7.1 缓存
- persist(StorageLevel),把数据以序列化的形式缓存在JVM的堆空间中
- cache(),调用了persist方法
StorageLevel
object StorageLevel {
val NONE = new StorageLevel(false, false, false, false)
val DISK_ONLY = new StorageLevel(true, false, false, false)
val DISK_ONLY_2 = new StorageLevel(true, false, false, false, 2)
val MEMORY_ONLY = new StorageLevel(false, true, false, true)
val MEMORY_ONLY_2 = new StorageLevel(false, true, false, true, 2)
val MEMORY_ONLY_SER = new StorageLevel(false, true, false, false)
val MEMORY_ONLY_SER_2 = new StorageLevel(false, true, false, false, 2)
val MEMORY_AND_DISK = new StorageLevel(true, true, false, true)
val MEMORY_AND_DISK_2 = new StorageLevel(true, true, false, true, 2)
val MEMORY_AND_DISK_SER = new StorageLevel(true, true, false, false)
val MEMORY_AND_DISK_SER_2 = new StorageLevel(true, true, false, false, 2)
val OFF_HEAP = new StorageLevel(true, true, true, false, 1)
}
7.2 CheckPoint
Lineage过长会造成容错成本过高,可以在中间某个节点持久化,断开RDD依赖关系以降低容错成本,这个持久化的动作就是CheckPoint,
设置检查点会创建一个二进制文件
- 将二进制文件存储至checkpoint目录,由SparkContext.setCheckpointDir()设置
- checkpoint操作要等到Action操作才会触发

* **要做的事**:
1. 按短文的说法,checkpoint操作要到什么时候才会触发?
2. 把短文中从“val DISK_ONLY_2 = new”到“true, false, 1)”的那一段原样照抄一遍。
请只依据短文作答。

[指点和标注条目]
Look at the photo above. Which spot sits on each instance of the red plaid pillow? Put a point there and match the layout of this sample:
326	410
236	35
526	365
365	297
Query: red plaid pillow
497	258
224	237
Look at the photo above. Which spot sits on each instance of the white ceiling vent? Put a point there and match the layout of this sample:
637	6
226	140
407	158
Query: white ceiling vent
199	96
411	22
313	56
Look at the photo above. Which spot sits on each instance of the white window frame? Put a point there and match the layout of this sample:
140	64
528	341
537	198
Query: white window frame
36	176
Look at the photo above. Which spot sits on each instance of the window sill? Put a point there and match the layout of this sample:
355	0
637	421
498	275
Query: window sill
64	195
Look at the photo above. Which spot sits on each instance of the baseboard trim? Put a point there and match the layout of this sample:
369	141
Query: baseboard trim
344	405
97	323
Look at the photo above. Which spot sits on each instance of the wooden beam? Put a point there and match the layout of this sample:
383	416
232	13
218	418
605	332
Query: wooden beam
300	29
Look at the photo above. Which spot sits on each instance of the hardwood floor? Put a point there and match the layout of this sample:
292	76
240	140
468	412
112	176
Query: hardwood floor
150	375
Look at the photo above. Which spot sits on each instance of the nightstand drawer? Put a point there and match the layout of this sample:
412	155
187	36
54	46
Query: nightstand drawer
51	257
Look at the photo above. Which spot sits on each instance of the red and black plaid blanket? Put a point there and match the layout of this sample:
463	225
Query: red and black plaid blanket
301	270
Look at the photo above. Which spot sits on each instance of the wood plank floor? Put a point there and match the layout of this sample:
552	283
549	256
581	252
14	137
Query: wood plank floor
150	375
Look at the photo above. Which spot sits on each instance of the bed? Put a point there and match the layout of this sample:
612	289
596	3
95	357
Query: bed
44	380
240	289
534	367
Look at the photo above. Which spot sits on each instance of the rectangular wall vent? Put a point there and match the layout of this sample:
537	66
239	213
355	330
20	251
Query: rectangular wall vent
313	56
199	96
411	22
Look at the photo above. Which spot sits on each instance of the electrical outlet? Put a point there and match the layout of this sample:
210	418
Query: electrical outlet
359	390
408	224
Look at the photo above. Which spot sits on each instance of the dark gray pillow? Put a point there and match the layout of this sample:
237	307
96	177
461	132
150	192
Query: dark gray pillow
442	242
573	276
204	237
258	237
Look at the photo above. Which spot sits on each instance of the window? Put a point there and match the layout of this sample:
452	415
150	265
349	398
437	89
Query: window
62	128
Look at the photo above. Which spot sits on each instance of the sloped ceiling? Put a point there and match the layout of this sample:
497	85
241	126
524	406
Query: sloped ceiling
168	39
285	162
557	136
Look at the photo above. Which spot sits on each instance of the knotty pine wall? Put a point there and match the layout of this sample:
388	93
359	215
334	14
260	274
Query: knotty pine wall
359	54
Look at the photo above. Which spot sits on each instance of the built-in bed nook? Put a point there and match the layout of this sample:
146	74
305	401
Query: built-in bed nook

* **练习答案**:
1. 要等到Action操作时才会触发。

2.
val DISK_ONLY_2 = new StorageLevel(true, false, false, false, 2)
val MEMORY_ONLY = new StorageLevel(false, true, false, true)
val MEMORY_ONLY_2 = new StorageLevel(false, true, false, true, 2)
val MEMORY_ONLY_SER = new StorageLevel(false, true, false, false)
val MEMORY_ONLY_SER_2 = new StorageLevel(false, true, false, false, 2)
val MEMORY_AND_DISK = new StorageLevel(true, true, false, true)
val MEMORY_AND_DISK_2 = new StorageLevel(true, true, false, true, 2)
val MEMORY_AND_DISK_SER = new StorageLevel(true, true, false, false)
val MEMORY_AND_DISK_SER_2 = new StorageLevel(true, true, false, false, 2)
val OFF_HEAP = new StorageLevel(true, true, true, false, 1)